- WRITTEN REQUEST:
Reproduce all the records below word for word, omitting the pictures.

───── ENTRIES SUPPLIED ─────

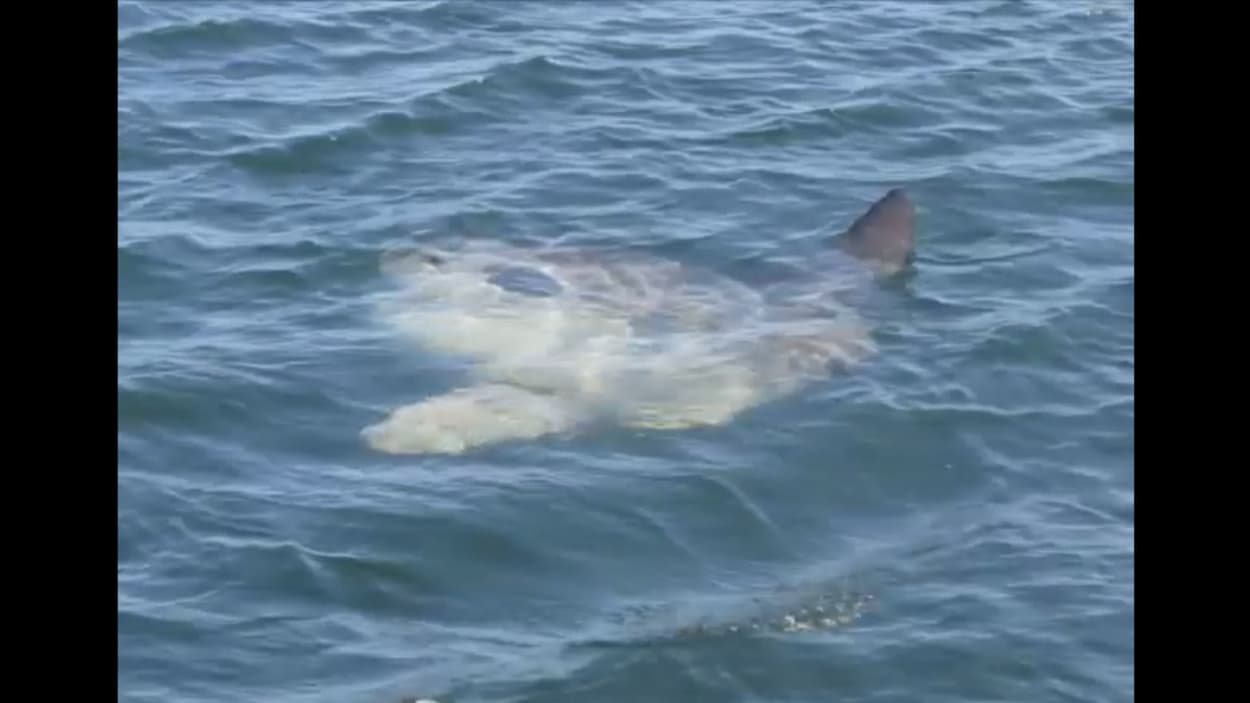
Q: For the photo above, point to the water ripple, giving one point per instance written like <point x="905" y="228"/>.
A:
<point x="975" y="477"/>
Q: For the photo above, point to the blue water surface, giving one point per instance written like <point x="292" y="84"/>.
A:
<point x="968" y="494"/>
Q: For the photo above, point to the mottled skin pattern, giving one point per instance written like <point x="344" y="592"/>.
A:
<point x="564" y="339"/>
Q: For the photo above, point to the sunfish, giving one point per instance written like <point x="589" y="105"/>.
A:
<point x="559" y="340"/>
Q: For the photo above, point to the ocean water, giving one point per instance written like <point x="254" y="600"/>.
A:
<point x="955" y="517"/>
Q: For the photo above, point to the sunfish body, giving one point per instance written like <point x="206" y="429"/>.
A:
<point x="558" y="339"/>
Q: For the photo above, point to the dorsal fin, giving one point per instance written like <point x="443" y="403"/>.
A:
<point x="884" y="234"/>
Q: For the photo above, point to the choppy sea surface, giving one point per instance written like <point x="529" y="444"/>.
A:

─────

- THE SOLUTION:
Q: For the photo above, point to the water ripple, giving one point per instance written like <point x="905" y="228"/>.
A:
<point x="975" y="477"/>
Q: For the photo above, point to the blue water surface, giving one point per instance written like <point x="292" y="84"/>.
A:
<point x="968" y="494"/>
Q: For the photo above, point to the mottled skin pattern, giving one point per instance written like <point x="344" y="592"/>.
A:
<point x="564" y="339"/>
Q: For the photo above, point to the sunfish, giving one point per instance written like <point x="589" y="105"/>.
A:
<point x="559" y="340"/>
Q: For the photo above, point to the ocean water, giving one point per instance written like <point x="254" y="600"/>.
A:
<point x="955" y="517"/>
Q: For the photo above, point to the sunfish body, giving one point per instance written like <point x="206" y="429"/>.
A:
<point x="558" y="339"/>
Q: For the photo above, point to the dorsal fin, giving one point per instance written like <point x="443" y="403"/>.
A:
<point x="884" y="234"/>
Q: For the photo above, point to the choppy sea surface, giving one point per instance written like <point x="529" y="444"/>.
A:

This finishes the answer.